GOAL
Return the exact lines spanning from the line with "[indicate] man in" through the last line of the entries, boundaries included, and no others.

^^^^^^^^^^^^^^^^

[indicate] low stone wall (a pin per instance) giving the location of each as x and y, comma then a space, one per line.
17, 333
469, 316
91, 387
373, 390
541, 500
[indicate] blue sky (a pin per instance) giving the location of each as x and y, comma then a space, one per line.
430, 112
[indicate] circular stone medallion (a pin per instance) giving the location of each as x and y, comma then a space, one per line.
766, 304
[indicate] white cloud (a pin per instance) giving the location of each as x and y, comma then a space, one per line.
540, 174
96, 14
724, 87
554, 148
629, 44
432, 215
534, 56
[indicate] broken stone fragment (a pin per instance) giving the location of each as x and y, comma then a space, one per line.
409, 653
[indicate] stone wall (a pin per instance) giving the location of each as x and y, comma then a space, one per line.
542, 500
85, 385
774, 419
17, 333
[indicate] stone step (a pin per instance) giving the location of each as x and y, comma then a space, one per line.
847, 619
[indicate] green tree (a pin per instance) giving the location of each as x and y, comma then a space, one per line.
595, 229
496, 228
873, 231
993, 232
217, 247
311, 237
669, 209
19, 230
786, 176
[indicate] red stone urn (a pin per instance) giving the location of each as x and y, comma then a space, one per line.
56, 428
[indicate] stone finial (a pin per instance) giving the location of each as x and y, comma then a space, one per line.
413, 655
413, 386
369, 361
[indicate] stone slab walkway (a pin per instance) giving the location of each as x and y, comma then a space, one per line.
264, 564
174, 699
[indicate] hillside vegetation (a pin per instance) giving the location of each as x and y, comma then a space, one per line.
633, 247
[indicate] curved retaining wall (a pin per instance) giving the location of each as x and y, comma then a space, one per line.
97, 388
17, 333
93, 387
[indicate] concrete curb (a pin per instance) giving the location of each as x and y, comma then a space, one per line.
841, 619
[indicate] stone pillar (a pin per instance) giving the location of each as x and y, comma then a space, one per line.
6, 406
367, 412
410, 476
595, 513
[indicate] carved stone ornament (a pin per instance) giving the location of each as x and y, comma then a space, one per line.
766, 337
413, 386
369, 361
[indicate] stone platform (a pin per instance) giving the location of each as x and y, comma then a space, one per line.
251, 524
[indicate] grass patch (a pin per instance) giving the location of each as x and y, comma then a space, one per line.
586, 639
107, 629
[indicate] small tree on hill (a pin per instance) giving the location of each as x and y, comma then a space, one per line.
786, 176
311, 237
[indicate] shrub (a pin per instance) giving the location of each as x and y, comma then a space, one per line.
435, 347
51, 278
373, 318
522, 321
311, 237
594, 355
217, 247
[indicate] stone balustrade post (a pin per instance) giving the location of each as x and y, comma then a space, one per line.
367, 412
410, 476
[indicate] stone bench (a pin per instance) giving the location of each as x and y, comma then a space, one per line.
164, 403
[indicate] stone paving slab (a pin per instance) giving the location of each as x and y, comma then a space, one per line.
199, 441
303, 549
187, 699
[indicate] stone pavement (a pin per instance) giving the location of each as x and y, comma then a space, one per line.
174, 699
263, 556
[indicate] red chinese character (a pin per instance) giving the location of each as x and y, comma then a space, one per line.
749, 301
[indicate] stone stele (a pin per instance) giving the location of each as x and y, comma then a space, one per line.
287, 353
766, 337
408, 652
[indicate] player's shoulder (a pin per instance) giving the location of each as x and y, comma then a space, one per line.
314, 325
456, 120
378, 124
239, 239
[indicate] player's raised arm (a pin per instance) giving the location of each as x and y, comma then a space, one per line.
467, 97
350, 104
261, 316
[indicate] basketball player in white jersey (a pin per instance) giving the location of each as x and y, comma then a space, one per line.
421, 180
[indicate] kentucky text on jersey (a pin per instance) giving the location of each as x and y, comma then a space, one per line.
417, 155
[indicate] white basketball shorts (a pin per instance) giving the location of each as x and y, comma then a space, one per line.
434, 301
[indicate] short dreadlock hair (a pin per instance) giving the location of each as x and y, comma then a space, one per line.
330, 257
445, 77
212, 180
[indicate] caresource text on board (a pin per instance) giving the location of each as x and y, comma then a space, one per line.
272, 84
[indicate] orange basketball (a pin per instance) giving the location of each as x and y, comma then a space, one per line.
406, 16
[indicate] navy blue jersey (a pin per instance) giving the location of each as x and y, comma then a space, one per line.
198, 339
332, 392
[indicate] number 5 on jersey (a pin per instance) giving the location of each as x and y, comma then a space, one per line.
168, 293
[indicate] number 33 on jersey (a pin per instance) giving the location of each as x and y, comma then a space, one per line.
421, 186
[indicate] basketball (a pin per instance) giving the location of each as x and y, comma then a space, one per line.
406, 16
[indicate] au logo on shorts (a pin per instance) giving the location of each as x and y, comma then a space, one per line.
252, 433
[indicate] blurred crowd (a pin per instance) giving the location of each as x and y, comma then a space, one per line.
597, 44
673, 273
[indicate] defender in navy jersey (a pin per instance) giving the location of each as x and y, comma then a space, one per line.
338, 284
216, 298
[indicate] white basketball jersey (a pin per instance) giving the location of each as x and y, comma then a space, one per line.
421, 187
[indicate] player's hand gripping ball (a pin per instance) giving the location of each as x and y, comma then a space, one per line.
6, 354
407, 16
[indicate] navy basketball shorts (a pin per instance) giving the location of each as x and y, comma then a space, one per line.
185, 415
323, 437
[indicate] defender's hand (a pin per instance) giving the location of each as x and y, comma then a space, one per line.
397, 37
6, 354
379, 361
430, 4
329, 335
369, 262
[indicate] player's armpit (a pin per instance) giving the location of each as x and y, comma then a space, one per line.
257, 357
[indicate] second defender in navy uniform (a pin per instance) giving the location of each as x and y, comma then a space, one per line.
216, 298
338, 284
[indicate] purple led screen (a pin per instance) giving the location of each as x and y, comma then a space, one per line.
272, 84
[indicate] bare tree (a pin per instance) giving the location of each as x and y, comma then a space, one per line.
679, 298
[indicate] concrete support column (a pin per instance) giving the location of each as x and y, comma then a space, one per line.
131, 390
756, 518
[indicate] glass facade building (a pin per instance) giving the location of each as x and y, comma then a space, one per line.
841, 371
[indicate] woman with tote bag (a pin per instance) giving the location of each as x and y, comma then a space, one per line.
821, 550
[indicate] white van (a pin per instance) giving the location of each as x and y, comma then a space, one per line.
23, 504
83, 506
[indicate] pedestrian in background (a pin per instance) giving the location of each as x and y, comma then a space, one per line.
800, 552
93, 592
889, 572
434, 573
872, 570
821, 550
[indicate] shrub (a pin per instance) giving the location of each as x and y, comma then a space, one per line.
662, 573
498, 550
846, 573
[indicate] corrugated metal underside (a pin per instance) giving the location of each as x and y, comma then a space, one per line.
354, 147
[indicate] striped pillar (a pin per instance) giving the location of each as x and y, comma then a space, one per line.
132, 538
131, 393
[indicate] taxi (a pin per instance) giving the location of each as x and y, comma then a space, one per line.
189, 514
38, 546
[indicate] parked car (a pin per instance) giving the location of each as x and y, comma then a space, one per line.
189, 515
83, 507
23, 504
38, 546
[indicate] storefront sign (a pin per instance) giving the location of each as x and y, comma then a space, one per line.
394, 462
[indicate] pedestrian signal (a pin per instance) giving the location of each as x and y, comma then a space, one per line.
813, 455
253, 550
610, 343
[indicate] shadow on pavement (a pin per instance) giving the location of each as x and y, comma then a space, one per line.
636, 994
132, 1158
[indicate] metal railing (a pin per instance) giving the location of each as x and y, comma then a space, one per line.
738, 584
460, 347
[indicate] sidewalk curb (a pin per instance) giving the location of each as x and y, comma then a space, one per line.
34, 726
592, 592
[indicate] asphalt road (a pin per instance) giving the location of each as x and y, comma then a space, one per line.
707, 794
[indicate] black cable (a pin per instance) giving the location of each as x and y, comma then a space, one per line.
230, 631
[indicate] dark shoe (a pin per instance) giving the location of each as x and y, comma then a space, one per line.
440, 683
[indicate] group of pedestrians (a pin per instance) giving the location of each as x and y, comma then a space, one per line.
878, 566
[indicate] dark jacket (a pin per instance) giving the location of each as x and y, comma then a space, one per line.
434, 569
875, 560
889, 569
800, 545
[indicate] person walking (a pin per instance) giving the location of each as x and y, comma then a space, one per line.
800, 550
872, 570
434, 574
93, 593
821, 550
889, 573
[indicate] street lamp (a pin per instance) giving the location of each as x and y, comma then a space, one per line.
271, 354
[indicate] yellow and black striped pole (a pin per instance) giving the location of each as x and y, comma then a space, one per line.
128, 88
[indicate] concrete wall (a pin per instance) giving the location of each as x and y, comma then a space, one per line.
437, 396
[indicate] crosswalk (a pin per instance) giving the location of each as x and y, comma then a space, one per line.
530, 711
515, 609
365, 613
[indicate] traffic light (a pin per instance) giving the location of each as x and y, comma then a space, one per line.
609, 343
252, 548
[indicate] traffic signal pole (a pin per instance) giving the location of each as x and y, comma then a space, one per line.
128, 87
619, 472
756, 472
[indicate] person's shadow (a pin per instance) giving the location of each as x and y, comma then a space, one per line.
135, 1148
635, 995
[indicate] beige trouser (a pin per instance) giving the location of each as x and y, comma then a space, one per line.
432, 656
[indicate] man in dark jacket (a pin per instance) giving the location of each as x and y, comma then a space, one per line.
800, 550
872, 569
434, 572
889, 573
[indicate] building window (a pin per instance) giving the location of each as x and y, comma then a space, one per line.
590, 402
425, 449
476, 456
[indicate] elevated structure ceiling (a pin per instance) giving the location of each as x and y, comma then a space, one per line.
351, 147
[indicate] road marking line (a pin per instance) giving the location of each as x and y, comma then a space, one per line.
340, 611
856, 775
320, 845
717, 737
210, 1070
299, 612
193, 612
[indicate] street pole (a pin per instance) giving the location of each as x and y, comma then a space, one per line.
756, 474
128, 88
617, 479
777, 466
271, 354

^^^^^^^^^^^^^^^^

THE RESPONSE
[indicate] man in dark jacket (a pin per instance) giving the location of each as x and y, comma then a space, one per line.
800, 550
872, 569
434, 572
889, 573
[indicate] building window (a pin per instance) giving the location of each as x and y, comma then a space, one per line.
590, 402
425, 449
476, 456
[indicate] elevated structure ceiling (a pin per instance) giving the location of each as x and y, comma then a space, one per line.
351, 147
[indicate] road marking line (a pin per instance) giving the location of each as x and y, comma then a space, one per line.
340, 611
856, 775
320, 845
717, 737
210, 1070
299, 612
193, 612
[indicate] street pole (a pin per instance) giving the location of each as x and y, comma then a space, one per line.
756, 474
128, 88
617, 479
777, 466
271, 354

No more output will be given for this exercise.